BRANO PROPOSTO:
········

Innanzitutto, va premesso che l’eccesso di indebitamento è una variabile delicatissima in quanto trasversale: colpisce indistintamente, producendo danni anche irreparabili, la persona fisica, la famiglia, l’azienda, la banca e lo Stato. Ed è anche una variabile subdola in quanto, crescendo spesso in maniera asintomatica, riesce spesso a sottrarsi a tempestivi interventi curativi. Ipotizziamo, ad esempio, che un imprenditore, trovandosi in una condizione di spread positivo (il ritorno reddituale generato dal suo business supera il costo del credito bancario utilizzato) decida di finanziare la sua attività utilizzando massivamente l’indebitamento in alternativa al capitale proprio.

Il problema è che, così facendo, inserisce nei tessuti della sua azienda un virus subdolo che, finché rimane latente, non crea particolari problemi all’azienda. Tuttavia, nel momento in cui dovesse intervenire un fattore esterno capace di ridurre i flussi in entrata o di far innalzare il costo del credito bancario, la situazione potrebbe degenerare. Infatti, l’imprenditore potrebbe entrare in una spirale di spread negativo nel quale i margini reddituali non riescono più a coprire gli oneri finanziari applicati ad un fardello di indebitamento accumulatosi nel periodo delle vacche grasse. Dunque il virus dell’indebitamento, rafforzatosi grazie ad un imprenditore convinto dell’immutabilità delle condizioni esistenti, finisce per contagiare subdolamente l’azienda rendendone complesso il salvataggio.

········

DATI DISPONIBILI:
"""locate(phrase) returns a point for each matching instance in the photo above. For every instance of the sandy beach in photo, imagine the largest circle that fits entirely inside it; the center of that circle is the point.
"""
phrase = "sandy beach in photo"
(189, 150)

········

ATTIVITÀ DA SVOLGERE:
**a.** Rispondi a queste domande sul brano sull'indebitamento:
(i) Chi colpisce indistintamente l'eccesso di indebitamento?
(ii) In quale caso un imprenditore si trova in una condizione di spread positivo?
(iii) Quale fattore esterno potrebbe far degenerare la situazione?
**b.** Ricopia dal brano sull'indebitamento il tratto compreso tra "Innanzitutto, va premesso" e "al capitale proprio.", estremi inclusi.

RISPOSTE ATTESE:
**a.**
(i) La persona fisica, la famiglia, l'azienda, la banca e lo Stato.
(ii) Quando il ritorno reddituale generato dal suo business supera il costo del credito bancario utilizzato.
(iii) Un fattore capace di ridurre i flussi in entrata o di far innalzare il costo del credito bancario.

**b.**
Innanzitutto, va premesso che l’eccesso di indebitamento è una variabile delicatissima in quanto trasversale: colpisce indistintamente, producendo danni anche irreparabili, la persona fisica, la famiglia, l’azienda, la banca e lo Stato. Ed è anche una variabile subdola in quanto, crescendo spesso in maniera asintomatica, riesce spesso a sottrarsi a tempestivi interventi curativi. Ipotizziamo, ad esempio, che un imprenditore, trovandosi in una condizione di spread positivo (il ritorno reddituale generato dal suo business supera il costo del credito bancario utilizzato) decida di finanziare la sua attività utilizzando massivamente l’indebitamento in alternativa al capitale proprio.